QUOTED PASSAGE:

Marcia at Frugal Healthy Simple recently wrote an excellent, heartfelt post about the Food Pyramid, and how, basically, it's just wrong. It contains too many grains, not enough proteins and fats, and far too many carbs. It's an improper mix of dietary inputs.
But it's worse than just being wrong. When the Food Pyramid came out some twenty years ago, people followed it. Marcia included. And with reason: after all, isn't the government here to help? It has our best interests at heart, right?
Right?
Now that more and more of us know the Food Pyramid's wrong, many of us can't help but wonder: were all our efforts to lose weight, and all those years struggling with our diet and with excess body fat... were we sabotaging ourselves all along by eating too many carbs? As our own government instructed us?
I think you'd be completely justified for being angry.
Granted, people--and governments--make mistakes. And the scientific consensus on many, if not most, issues is in a constant state of flux and iteration. In fact, I'm working on a post right now about the various health and dietary myths that have been thoroughly debunked over the past few decades (the Food Pyramid's "six servings of healthy whole grains per day!" is just one of many), and it really makes you wonder: how many things out there do we believe are true that we just haven't debunked yet?

LIST OF TASKS:
a) In the Food Pyramid post, who wrote the post about the Food Pyramid that the writer calls excellent?
b) Return the part of the Food Pyramid post between "Marcia at Frugal" and "government instructed us?", inclusive, copied word for word.

INFORMATION SUPPLIED:

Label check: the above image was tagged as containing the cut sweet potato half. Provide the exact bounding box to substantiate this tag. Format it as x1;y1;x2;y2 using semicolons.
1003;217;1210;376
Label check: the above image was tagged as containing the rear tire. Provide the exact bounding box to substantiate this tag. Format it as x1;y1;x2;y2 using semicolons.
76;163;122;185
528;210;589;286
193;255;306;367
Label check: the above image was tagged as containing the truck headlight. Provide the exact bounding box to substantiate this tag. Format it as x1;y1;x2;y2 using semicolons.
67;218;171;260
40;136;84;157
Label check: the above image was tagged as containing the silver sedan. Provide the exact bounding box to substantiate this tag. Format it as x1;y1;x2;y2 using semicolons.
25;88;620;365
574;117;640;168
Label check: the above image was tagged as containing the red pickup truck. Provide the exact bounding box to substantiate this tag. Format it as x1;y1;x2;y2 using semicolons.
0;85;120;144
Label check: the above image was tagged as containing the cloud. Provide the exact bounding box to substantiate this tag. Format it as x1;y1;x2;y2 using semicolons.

RESPONSES BY ITEM NUMBER:
a) Marcia at Frugal Healthy Simple.

b)
Marcia at Frugal Healthy Simple recently wrote an excellent, heartfelt post about the Food Pyramid, and how, basically, it's just wrong. It contains too many grains, not enough proteins and fats, and far too many carbs. It's an improper mix of dietary inputs.
But it's worse than just being wrong. When the Food Pyramid came out some twenty years ago, people followed it. Marcia included. And with reason: after all, isn't the government here to help? It has our best interests at heart, right?
Right?
Now that more and more of us know the Food Pyramid's wrong, many of us can't help but wonder: were all our efforts to lose weight, and all those years struggling with our diet and with excess body fat... were we sabotaging ourselves all along by eating too many carbs? As our own government instructed us?